Written request >>
Update the data starting at the top and ending at the line that contains "[[646, 117], [17, 344]]" so that "window sill" becomes "windowsill", with everything else left unchanged.
>> begin Supplied material
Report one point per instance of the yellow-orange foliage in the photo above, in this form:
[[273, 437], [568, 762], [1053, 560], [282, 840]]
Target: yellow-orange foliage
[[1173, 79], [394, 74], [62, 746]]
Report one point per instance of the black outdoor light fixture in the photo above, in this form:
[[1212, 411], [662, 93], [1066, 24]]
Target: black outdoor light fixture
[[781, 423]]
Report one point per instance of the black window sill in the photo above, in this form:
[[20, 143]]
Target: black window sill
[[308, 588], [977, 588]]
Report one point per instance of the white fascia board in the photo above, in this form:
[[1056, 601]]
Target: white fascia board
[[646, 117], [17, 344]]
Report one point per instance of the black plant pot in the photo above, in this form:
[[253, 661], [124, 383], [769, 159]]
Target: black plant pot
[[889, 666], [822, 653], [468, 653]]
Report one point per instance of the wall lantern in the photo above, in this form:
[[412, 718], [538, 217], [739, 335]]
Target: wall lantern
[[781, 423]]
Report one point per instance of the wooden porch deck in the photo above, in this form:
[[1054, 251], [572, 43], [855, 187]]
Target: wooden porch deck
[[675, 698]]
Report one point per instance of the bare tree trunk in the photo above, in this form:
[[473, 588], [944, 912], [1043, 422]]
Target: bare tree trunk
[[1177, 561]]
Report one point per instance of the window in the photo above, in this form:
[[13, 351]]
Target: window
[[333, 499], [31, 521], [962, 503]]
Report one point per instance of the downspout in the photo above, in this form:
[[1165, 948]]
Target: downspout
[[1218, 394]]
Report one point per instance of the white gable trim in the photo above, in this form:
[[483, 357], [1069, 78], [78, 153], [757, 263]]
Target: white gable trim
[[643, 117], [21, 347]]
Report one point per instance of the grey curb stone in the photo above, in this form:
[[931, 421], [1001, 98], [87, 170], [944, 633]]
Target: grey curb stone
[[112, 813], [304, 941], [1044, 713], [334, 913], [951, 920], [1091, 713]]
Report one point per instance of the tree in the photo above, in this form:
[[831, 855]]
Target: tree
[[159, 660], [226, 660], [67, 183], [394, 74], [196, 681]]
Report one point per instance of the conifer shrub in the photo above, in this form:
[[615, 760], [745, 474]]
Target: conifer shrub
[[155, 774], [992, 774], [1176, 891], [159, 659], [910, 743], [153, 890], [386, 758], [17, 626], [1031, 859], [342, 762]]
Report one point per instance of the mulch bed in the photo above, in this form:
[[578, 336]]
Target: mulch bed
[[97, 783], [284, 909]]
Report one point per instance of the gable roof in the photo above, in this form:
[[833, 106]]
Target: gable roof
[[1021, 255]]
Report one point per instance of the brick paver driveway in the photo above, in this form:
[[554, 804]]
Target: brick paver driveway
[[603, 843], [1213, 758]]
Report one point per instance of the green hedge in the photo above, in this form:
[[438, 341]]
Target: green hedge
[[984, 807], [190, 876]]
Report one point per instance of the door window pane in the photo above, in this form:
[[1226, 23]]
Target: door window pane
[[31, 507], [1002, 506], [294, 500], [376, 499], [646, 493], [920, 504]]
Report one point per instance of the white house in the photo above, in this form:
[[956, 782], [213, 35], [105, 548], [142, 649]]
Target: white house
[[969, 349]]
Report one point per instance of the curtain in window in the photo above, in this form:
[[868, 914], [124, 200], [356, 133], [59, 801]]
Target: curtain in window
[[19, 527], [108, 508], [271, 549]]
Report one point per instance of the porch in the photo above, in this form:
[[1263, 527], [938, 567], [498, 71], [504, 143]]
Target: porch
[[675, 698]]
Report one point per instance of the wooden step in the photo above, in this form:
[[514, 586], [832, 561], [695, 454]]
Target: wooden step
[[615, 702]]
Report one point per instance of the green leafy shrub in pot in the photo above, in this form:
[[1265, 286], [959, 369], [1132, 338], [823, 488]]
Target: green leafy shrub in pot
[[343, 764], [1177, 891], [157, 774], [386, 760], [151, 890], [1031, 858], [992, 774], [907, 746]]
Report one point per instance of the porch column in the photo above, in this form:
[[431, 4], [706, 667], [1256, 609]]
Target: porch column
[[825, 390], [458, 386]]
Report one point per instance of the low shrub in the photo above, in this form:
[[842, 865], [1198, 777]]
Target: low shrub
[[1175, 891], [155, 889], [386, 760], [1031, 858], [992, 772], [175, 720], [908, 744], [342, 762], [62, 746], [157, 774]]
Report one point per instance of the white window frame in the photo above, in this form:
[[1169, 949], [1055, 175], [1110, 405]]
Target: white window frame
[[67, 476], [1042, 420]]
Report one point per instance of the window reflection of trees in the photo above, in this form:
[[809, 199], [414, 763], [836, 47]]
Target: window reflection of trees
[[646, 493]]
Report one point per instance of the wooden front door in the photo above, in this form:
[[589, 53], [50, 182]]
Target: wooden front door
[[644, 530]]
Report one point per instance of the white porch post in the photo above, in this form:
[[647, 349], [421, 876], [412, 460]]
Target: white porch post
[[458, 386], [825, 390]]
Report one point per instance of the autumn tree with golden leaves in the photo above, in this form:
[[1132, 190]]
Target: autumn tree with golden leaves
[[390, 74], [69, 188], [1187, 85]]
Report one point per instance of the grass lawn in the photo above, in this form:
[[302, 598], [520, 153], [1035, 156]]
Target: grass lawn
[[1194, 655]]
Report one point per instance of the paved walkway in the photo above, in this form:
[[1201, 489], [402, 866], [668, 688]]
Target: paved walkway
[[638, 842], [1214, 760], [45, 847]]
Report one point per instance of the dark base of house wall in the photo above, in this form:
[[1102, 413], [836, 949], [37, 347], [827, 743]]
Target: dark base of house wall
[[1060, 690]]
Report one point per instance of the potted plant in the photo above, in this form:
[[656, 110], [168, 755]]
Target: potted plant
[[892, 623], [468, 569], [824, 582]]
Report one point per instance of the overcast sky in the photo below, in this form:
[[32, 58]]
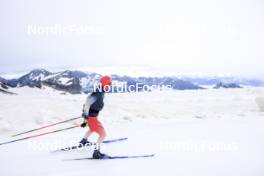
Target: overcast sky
[[186, 37]]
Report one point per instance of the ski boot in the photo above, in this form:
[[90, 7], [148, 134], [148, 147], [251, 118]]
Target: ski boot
[[84, 142], [98, 155]]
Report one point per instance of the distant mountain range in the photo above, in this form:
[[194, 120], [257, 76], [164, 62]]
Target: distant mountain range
[[77, 82]]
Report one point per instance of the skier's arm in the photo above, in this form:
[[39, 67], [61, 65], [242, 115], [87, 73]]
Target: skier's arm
[[89, 101]]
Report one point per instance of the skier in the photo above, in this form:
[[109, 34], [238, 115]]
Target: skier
[[93, 105]]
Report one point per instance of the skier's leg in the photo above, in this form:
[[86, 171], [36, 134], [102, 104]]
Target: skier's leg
[[87, 134], [102, 135], [84, 140]]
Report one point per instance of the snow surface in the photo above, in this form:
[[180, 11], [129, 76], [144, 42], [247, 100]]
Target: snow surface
[[196, 132]]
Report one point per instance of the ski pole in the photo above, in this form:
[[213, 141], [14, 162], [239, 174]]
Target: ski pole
[[42, 134], [36, 129]]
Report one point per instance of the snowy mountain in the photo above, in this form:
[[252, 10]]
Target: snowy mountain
[[77, 81], [213, 80], [174, 82], [227, 85]]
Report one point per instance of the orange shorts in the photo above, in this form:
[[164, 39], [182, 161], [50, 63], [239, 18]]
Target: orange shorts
[[95, 125]]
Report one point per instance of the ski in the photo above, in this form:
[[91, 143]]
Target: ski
[[90, 144], [114, 157]]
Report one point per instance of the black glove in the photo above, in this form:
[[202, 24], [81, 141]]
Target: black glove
[[83, 125], [84, 115]]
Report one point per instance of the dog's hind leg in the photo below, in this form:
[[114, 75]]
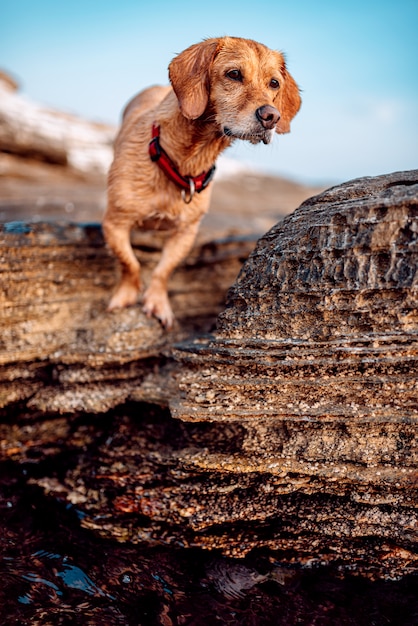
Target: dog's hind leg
[[117, 237]]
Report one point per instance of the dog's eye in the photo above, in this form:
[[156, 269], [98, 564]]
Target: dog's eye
[[234, 75]]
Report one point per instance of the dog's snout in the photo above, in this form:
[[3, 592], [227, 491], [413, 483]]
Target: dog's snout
[[268, 116]]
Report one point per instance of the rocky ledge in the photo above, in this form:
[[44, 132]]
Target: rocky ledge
[[295, 422]]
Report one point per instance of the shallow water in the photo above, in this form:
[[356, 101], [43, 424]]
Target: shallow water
[[53, 571]]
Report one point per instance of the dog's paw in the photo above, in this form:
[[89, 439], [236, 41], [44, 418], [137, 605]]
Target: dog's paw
[[126, 295], [156, 303]]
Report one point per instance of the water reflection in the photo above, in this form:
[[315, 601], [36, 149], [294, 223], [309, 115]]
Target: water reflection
[[54, 572]]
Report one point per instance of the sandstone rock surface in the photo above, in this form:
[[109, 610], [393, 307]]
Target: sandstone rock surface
[[295, 425]]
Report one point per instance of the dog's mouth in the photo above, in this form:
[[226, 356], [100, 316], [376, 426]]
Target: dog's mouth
[[253, 137]]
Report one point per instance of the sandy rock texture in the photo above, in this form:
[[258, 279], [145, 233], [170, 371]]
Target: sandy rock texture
[[295, 423]]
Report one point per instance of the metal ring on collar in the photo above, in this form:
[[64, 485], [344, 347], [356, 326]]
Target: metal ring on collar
[[188, 199]]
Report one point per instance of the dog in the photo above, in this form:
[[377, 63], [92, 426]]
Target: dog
[[222, 89]]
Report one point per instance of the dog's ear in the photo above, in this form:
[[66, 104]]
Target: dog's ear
[[289, 104], [189, 76]]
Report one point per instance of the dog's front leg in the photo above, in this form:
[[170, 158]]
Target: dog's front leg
[[176, 248], [118, 239]]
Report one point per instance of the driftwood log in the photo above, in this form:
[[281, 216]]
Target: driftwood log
[[295, 422]]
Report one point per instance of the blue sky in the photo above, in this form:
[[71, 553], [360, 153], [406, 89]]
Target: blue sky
[[356, 62]]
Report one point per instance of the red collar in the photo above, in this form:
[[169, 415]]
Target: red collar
[[188, 184]]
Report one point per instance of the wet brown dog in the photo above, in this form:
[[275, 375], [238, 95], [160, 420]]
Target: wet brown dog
[[222, 89]]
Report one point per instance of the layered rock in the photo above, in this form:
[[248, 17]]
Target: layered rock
[[296, 421], [61, 350]]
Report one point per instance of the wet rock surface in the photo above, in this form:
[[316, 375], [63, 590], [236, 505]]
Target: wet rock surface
[[294, 425]]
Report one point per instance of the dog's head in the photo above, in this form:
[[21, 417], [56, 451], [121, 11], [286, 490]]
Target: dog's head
[[243, 85]]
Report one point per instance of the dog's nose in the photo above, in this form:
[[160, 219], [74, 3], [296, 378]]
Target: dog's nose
[[268, 116]]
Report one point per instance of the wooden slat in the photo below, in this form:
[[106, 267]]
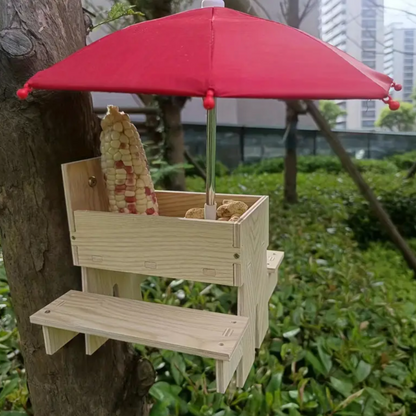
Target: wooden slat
[[55, 339], [253, 238], [79, 195], [196, 250], [175, 204], [190, 331], [104, 282], [225, 370]]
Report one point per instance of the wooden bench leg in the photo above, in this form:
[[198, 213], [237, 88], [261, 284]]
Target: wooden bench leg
[[104, 282], [55, 338]]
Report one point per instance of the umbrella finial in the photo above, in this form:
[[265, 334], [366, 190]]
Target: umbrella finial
[[393, 104], [24, 92], [212, 3], [209, 101]]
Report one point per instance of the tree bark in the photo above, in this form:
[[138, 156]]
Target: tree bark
[[365, 190], [291, 168], [36, 137]]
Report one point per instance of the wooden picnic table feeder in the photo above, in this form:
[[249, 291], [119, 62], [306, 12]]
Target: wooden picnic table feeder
[[211, 52]]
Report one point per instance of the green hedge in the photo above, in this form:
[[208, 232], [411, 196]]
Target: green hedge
[[404, 161], [342, 339], [310, 164]]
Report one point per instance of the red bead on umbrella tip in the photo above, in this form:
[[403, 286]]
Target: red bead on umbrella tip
[[209, 101], [394, 105], [24, 92]]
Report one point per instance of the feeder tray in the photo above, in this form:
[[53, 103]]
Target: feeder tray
[[117, 252]]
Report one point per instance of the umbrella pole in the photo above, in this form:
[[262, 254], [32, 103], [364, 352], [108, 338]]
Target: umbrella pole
[[210, 205]]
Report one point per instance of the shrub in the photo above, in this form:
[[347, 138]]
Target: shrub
[[310, 164], [342, 337], [404, 161]]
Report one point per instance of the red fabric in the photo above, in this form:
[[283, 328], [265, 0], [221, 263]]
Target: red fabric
[[231, 53]]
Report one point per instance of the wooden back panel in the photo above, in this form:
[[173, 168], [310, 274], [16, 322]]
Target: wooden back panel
[[79, 195], [175, 204]]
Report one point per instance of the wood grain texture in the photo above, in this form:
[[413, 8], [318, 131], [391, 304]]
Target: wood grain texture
[[190, 331], [274, 260], [197, 250], [79, 195], [175, 204], [55, 338], [103, 282], [252, 237]]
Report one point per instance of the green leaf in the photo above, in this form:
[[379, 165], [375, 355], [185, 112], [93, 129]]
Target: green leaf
[[291, 333], [275, 382], [377, 396], [349, 400], [362, 371], [342, 386], [325, 359], [315, 363], [165, 392], [178, 368], [158, 409]]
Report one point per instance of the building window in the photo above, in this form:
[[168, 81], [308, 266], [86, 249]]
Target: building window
[[369, 55], [369, 34], [369, 24], [368, 104], [368, 44], [369, 13], [370, 64], [367, 124]]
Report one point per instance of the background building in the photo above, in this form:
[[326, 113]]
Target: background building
[[357, 28], [245, 112], [400, 59]]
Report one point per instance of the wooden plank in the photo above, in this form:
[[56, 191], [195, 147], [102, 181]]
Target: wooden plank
[[197, 250], [175, 204], [190, 331], [274, 260], [253, 238], [104, 282], [225, 370], [55, 338]]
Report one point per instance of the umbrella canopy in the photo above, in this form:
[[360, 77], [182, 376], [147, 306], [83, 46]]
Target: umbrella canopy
[[215, 52]]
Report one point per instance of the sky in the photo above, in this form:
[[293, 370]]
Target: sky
[[392, 16]]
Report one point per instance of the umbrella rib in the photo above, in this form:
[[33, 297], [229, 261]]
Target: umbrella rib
[[376, 81]]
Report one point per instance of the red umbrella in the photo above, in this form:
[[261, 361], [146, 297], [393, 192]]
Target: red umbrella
[[215, 52]]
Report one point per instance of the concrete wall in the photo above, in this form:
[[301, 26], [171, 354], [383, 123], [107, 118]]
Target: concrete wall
[[269, 113]]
>> end Supplied material
Final result >>
Report one point per instance of the yellow-orange foliage in the photo above, in this form:
[[273, 437], [568, 762], [1053, 560], [282, 840]]
Target: yellow-orange foliage
[[1173, 79], [394, 74], [62, 746]]
Report one point per instance of the black outdoor light fixture in the photo above, in this form:
[[1212, 411], [662, 93], [1066, 24]]
Target: black outdoor light fixture
[[781, 423]]
Report one point per instance of the black windowsill in the photo above, in this form:
[[20, 143]]
Target: black windowsill
[[308, 588], [977, 588]]
Report one point per instance of the white fascia board in the photo above, in this form:
[[1056, 601]]
Target: white fascia board
[[646, 117], [17, 344]]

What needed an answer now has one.